> [Texto]
------------------------------------------------------------

Swedenborg e Leonardo da Vinci também o impressionam sobremaneira. Ao primeiro, ele se refere como o sábio engenheiro, instruído em todas as coisas, um iluminado teósofo, familiar dos Espíritos e dos Anjos que realizou uma metamorfose substancial de um pensamento científico e metafísico-teológico numa realidade segunda, intuitiva, transformada em doutrina transcendental. Em suma, Swedenborg é visto como um visionário que revela as correspondências entre as partes do organismo e os mais estranhos significados, avaliações ou criações espirituais. Sobre Da Vinci, escreveu Introduction à la méthode de Léonard de Vinci (1895) que contém, igualmente, elementos essenciais dos estudos filosóficos de Valéry.

         Emergiria Valéry da longa fase sem publicar, para dar a conhecer La jeune parque, em 1917, dedicado a André Gide. O livro recebe elogios de Léon Paul-Fargue e de Valéry Larbeau. Ambos destacam a linguagem melodiosa, a inovação no ritmo da frase e a redução da lacuna entre a impressão e a expressão, em que o autor questiona os temas da vida e da morte. Com efeito, perplexo, em embriaguez lúcida, ao mergulhar em sua espiritualidade panteísta, o poeta escreveu versos como estes, que prenunciam o enunciado da filosofia existencialista:

 

Tenho piedade de todos nós,

Ó turbilhões de poeira!

 

Augusto de Campos, em Via Línguaviagem, destaca as semelhanças entre a Hérodiade de Mallarmé e a Jeune Parque de Valéry. Mostra que, em ambas, há o contrário da eloquência, sedno admiráveis as sonoridades e as surpresas. Em Herodias, a esterilidade e a virgindade são condição de beleza. Na Jovem Parca, existe a intenção de definir um conhecimento do ser vivo, que é preciso aprender.

 Mallarmé alude ao pensamento que se pensou. Nele, a linguagem fugidia, atravessada de metonímias e metáforas, pinta não a coisa, mas o efeito que ela produz.

A Herodias mallarmeana corresponde, em princípio, à Salomé da conhecida passagem Bíblica:

 

(...) A filha de Herodias, esposa incestuosa do Rei Herodes Antipas; a mesma jovem sedutora, que dança perante o tetrarca, a pedido de sua mãe, para obter como prêmio a cabeça de João Batista, profeta e santo.

A Jovem Parca nasce após 20 anos de silêncio poético, com 512 alexandrinos. Trata-se da crise de uma jovem que luta contra seus instintos, recusa a maternidade, expressa a alegria amarga de se conhecer e a angústia de viver na dualidade da natureza. Herodias e a Parca têm personalidades complexas e fugidias, na tecedura da abstração temática, da elaboração vocabular e da torção sintática.

Herodias, poema concebido de início como drama em versos, assim como A Jovem Parca, utiliza um alexandrino com rimas emparelhadas. A Jovem Parca não tem um tema específico. É um devaneio cuja personagem é a consciência consciente, conforme revela o próprio Valéry.

Em ambos os poemas, “a elocução se faz por meio de uma persona – uma jovem, uma virgem, simbolizando a solidão e a incomunicabilidade em confronto com as solicitações do mundo sensório.

------------------------------------------------------------

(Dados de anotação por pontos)
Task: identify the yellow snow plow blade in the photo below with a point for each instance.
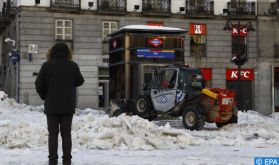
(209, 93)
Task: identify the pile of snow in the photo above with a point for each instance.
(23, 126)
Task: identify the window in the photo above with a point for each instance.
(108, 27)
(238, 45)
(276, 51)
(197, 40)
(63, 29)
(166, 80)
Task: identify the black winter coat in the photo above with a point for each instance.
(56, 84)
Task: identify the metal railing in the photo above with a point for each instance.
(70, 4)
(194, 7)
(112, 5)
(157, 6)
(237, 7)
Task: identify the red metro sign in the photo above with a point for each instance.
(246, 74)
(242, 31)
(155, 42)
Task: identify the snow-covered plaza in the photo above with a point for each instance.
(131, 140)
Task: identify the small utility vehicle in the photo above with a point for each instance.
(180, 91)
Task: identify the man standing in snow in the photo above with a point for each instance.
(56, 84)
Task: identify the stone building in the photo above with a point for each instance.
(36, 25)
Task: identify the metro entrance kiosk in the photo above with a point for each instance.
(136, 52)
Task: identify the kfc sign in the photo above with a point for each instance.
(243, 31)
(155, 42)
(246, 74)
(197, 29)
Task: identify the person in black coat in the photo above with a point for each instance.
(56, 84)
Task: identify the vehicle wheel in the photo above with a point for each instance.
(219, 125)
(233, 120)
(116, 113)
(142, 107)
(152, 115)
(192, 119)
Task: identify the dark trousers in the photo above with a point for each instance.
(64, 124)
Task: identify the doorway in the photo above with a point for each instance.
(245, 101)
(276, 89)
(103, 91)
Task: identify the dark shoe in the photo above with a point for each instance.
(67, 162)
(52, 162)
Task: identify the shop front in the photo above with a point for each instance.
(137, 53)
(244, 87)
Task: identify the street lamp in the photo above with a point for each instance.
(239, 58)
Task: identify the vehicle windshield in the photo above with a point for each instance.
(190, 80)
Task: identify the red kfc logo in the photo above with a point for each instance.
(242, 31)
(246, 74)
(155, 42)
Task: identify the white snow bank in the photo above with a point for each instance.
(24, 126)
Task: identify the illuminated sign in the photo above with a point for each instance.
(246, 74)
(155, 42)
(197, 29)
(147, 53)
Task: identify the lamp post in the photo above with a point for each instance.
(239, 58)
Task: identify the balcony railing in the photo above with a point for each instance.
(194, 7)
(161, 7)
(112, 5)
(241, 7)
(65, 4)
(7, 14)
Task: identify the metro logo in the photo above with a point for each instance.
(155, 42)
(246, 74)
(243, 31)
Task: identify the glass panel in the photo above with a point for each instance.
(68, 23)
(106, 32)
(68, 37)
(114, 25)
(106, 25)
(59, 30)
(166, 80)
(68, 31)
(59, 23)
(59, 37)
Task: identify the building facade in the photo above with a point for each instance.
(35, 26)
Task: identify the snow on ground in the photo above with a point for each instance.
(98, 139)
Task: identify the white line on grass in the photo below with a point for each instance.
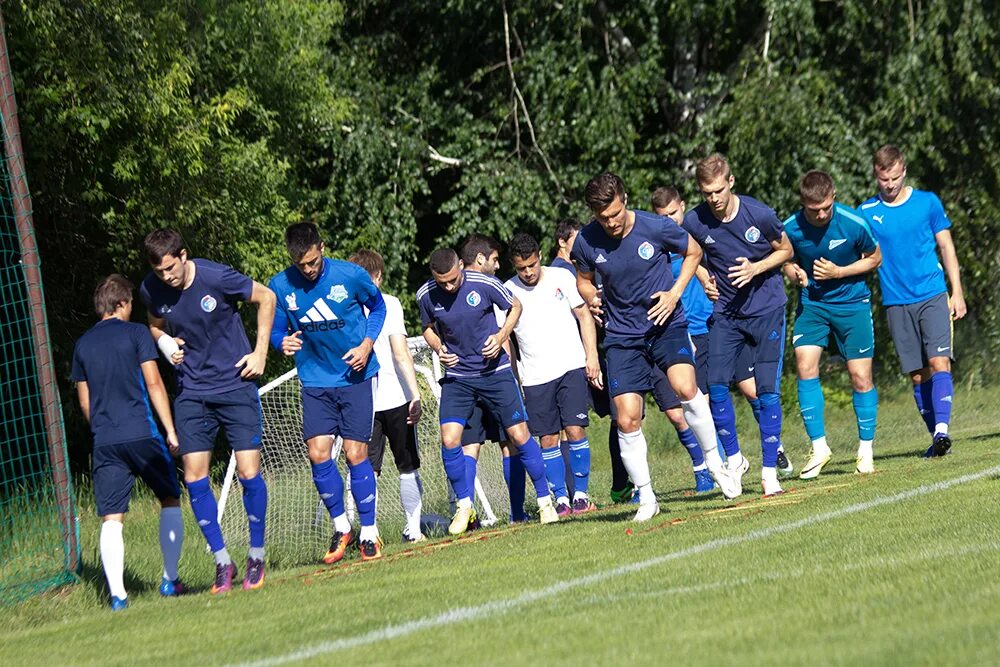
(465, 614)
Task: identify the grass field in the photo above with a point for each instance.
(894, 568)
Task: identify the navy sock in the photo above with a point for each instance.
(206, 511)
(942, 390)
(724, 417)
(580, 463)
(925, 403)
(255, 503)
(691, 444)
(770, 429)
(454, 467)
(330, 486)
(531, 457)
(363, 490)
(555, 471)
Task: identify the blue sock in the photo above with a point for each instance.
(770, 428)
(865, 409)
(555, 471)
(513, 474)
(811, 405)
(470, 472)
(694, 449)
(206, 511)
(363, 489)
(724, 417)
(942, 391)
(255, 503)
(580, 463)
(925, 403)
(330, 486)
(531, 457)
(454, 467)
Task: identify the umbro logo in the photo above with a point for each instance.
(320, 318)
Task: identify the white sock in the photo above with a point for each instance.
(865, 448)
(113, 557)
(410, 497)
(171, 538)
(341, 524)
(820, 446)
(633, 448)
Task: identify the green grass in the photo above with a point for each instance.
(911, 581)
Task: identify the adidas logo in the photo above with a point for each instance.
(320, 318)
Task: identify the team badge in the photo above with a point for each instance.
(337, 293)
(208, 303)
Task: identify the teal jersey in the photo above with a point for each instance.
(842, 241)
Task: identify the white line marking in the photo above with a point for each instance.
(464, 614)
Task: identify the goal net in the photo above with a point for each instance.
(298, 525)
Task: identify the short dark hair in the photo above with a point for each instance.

------------------------------------------------------------

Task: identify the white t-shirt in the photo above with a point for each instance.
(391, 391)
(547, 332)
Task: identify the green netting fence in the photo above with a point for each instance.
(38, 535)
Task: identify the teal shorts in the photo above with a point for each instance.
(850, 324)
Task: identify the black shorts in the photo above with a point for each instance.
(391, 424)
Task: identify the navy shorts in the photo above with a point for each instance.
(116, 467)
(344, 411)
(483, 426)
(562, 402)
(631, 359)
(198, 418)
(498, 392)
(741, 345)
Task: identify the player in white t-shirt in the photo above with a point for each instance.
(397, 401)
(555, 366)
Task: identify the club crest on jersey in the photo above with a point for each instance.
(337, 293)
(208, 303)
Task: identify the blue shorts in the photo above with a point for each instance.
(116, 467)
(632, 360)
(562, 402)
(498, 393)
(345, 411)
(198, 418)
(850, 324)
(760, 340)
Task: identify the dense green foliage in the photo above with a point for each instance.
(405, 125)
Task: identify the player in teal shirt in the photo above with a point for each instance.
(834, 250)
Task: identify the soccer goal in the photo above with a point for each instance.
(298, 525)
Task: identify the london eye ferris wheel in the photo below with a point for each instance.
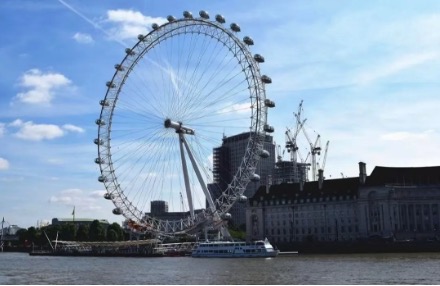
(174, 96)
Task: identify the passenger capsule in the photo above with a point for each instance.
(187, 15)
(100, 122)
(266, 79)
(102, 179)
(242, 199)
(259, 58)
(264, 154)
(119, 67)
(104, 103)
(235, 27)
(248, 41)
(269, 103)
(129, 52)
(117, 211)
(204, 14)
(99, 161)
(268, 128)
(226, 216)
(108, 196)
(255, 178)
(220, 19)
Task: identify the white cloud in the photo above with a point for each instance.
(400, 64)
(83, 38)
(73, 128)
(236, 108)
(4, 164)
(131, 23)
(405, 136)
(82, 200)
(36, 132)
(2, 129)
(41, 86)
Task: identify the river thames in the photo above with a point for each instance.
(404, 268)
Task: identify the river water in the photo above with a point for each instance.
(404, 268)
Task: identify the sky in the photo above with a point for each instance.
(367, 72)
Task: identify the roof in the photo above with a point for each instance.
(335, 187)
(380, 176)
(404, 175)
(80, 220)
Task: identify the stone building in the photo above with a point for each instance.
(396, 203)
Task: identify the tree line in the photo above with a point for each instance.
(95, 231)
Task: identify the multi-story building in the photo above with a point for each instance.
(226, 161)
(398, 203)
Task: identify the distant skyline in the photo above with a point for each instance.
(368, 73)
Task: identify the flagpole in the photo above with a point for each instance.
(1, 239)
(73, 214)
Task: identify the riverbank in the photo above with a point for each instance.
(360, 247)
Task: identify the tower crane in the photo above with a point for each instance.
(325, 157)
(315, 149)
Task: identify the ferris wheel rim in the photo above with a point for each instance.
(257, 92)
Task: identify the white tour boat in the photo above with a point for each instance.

------------------------------------------------------------

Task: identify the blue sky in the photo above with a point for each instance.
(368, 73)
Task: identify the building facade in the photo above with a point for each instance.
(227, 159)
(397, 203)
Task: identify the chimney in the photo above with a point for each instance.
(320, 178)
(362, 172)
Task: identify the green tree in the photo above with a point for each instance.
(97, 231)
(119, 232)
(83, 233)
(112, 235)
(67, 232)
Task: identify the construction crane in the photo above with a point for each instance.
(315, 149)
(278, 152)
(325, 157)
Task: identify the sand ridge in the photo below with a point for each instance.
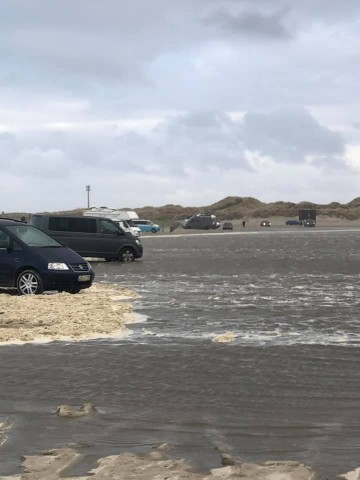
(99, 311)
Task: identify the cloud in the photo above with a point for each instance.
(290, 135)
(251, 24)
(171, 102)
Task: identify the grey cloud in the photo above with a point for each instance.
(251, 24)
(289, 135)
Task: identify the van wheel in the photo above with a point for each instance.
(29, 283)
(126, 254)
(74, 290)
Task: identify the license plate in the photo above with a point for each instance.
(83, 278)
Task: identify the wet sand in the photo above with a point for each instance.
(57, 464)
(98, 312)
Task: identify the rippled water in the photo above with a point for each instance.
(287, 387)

------------------------------------------------------------

> [Enunciado 1] Resuma em duas frases o texto sobre Valéry.
> [Enunciado 2] Modifique o trecho do texto sobre Valéry que vai de "Emergiria Valéry da" até "turbilhões de poeira!", inclusive, trocando "elogios" por "críticas".

> [Resposta completa 1] Após uma longa fase sem publicar, Valéry lançou La jeune parque em 1917, livro elogiado por Léon Paul-Fargue e Valéry Larbeau pela linguagem melodiosa e pela inovação no ritmo da frase. Com base em Augusto de Campos, o texto compara a Herodias de Mallarmé e a Jovem Parca de Valéry, poemas em alexandrinos com rimas emparelhadas cujas personagens, de personalidades complexas e fugidias, simbolizam a solidão e a incomunicabilidade.

> [Resposta completa 2]
Emergiria Valéry da longa fase sem publicar, para dar a conhecer La jeune parque, em 1917, dedicado a André Gide. O livro recebe críticas de Léon Paul-Fargue e de Valéry Larbeau. Ambos destacam a linguagem melodiosa, a inovação no ritmo da frase e a redução da lacuna entre a impressão e a expressão, em que o autor questiona os temas da vida e da morte. Com efeito, perplexo, em embriaguez lúcida, ao mergulhar em sua espiritualidade panteísta, o poeta escreveu versos como estes, que prenunciam o enunciado da filosofia existencialista:

 

Tenho piedade de todos nós,

Ó turbilhões de poeira!